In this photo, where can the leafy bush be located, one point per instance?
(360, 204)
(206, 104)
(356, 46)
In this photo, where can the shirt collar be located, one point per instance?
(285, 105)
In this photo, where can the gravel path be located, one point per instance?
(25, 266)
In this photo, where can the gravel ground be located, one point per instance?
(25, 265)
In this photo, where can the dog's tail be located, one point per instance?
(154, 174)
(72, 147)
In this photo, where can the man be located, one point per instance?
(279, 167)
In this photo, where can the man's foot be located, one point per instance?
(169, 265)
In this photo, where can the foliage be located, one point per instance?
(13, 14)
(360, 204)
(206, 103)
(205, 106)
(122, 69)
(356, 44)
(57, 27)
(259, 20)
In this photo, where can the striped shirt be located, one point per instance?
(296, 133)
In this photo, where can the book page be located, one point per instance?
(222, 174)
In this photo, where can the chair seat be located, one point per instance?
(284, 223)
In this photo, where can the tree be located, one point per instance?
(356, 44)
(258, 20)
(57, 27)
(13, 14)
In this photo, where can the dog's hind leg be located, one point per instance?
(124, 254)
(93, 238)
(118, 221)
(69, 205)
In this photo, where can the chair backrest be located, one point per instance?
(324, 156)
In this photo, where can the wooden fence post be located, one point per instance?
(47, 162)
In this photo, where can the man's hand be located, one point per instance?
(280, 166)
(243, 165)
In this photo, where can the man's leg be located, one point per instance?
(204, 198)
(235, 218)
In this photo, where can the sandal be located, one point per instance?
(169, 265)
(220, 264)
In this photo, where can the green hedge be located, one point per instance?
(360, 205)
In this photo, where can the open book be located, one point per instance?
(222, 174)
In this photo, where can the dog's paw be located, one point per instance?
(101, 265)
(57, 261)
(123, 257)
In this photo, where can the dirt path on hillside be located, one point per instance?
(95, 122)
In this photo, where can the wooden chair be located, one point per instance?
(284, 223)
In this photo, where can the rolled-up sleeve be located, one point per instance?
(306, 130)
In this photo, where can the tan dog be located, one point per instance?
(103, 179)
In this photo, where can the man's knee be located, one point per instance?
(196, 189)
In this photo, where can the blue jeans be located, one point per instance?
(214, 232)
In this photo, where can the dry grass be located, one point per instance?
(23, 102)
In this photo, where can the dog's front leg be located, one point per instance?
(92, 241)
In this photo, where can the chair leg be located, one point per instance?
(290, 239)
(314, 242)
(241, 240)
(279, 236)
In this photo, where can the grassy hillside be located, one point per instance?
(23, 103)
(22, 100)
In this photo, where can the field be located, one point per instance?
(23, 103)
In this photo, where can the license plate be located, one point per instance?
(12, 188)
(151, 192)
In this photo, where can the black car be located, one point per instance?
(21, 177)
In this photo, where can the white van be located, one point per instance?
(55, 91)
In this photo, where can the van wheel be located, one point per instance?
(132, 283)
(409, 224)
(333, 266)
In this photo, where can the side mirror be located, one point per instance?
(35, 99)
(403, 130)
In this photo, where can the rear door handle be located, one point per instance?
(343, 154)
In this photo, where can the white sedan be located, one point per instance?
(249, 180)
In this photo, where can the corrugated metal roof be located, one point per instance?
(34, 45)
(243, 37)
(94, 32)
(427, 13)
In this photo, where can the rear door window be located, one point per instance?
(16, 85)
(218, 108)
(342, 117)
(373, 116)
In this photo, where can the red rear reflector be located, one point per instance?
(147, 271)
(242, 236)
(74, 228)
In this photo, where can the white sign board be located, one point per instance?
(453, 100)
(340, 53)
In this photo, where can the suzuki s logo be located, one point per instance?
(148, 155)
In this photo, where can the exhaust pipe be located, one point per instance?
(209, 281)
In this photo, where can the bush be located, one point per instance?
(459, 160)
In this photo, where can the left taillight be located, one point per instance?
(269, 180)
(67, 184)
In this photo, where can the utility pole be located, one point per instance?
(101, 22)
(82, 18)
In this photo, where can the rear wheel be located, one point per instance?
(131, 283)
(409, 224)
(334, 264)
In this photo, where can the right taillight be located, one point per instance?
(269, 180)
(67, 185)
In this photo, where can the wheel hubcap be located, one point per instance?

----------------

**Problem details**: Output every record above exactly as it was given.

**Reply to the exercise**:
In this photo, where can the leafy bush be located, one point per instance?
(360, 204)
(206, 104)
(356, 46)
In this photo, where can the shirt collar be located, one point per instance?
(285, 105)
In this photo, where can the gravel path be located, one point per instance?
(25, 266)
In this photo, where can the gravel ground be located, one point per instance?
(25, 265)
In this photo, where can the dog's tail be located, one point per instance?
(154, 174)
(72, 147)
In this photo, where can the man be located, one point per instance?
(279, 167)
In this photo, where can the man's foot be located, one point per instance?
(169, 265)
In this photo, where can the foliage be located, one point per instance?
(13, 14)
(360, 204)
(206, 103)
(205, 106)
(122, 69)
(356, 44)
(57, 27)
(259, 20)
In this photo, where can the striped shirt be located, one point per instance?
(296, 133)
In this photo, where can the book page be located, one point per instance?
(222, 174)
In this photo, where can the chair seat be located, one point per instance?
(284, 223)
In this photo, where can the tree be located, one point per instance?
(356, 44)
(258, 20)
(57, 27)
(13, 14)
In this photo, where can the dog's hind leg be located, one point per instance?
(124, 254)
(93, 238)
(118, 221)
(69, 205)
In this photo, where can the chair backrest be located, one point per instance?
(324, 156)
In this photo, where can the wooden fence post be located, one point per instance?
(47, 162)
In this photo, where can the man's hand be located, one point per instance?
(280, 166)
(243, 165)
In this photo, where can the man's leg be located, one point per instance?
(204, 198)
(235, 218)
In this photo, where can the sandal be located, one point per instance?
(169, 265)
(220, 264)
In this photo, where can the green hedge be located, one point per instance?
(360, 205)
In this photo, where can the open book be located, one point per instance?
(222, 174)
In this photo, where can the dog's paw be located, one point per instance?
(101, 265)
(57, 261)
(123, 257)
In this photo, where can the dirt path on hillside be located, one point per instance?
(95, 122)
In this photo, where can the wooden chair be located, one point per instance?
(284, 223)
In this photo, where can the rolled-up sleeve be located, one point per instance?
(306, 130)
In this photo, where can the tan dog be located, one point per instance?
(103, 179)
In this photo, where can the man's knee be located, one point per instance?
(196, 189)
In this photo, where can the blue jeans be located, one point per instance?
(214, 232)
In this photo, where can the dry grass be located, one point per instance?
(23, 102)
In this photo, where can the dog's front leg be located, one point per instance?
(92, 241)
In this photo, where can the chair leg be located, one point per instance?
(290, 239)
(314, 242)
(241, 240)
(279, 236)
In this photo, where can the grassy hillside be located, one point per instance?
(23, 103)
(22, 100)
In this photo, where can the field be located, one point per instance?
(23, 103)
In this photo, where can the license plate be located, one point per instance?
(12, 188)
(151, 192)
In this photo, where can the black car be located, one point per instance?
(21, 177)
In this photo, where can the white van be located, one point per instance?
(55, 91)
In this photo, where can the van wheel be located, one point per instance?
(132, 283)
(409, 224)
(333, 266)
In this photo, where can the side mirror be located, one point per instance?
(35, 99)
(403, 130)
In this photo, where can the rear door handle be located, one point per instance?
(343, 154)
In this photo, where can the white sedan be located, one point per instance?
(249, 180)
In this photo, where can the corrugated metal roof be located, one point per instance?
(34, 45)
(243, 37)
(94, 32)
(427, 13)
In this photo, where can the rear door window be located, one point per instance?
(16, 85)
(218, 108)
(342, 117)
(373, 116)
In this photo, where can the red rear reflector be located, one point per instance?
(147, 271)
(242, 236)
(74, 228)
In this photo, where can the white sign board be located, one point per instance?
(453, 100)
(340, 53)
In this photo, where can the suzuki s logo be located, one point per instance?
(148, 155)
In this photo, where can the exhaust pipe be located, one point per instance?
(209, 281)
In this photo, where can the bush be located, one point per instance?
(459, 160)
In this photo, where can the left taillight be located, one point per instance?
(269, 180)
(67, 184)
In this photo, where can the utility pole be located, one point per instance?
(101, 22)
(82, 18)
In this photo, where can the rear wheel be located, one point per instance?
(131, 283)
(409, 224)
(334, 264)
In this photo, where can the right taillight be located, one point per instance?
(269, 180)
(67, 185)
In this photo, where can the wheel hubcap be located, one point per instance?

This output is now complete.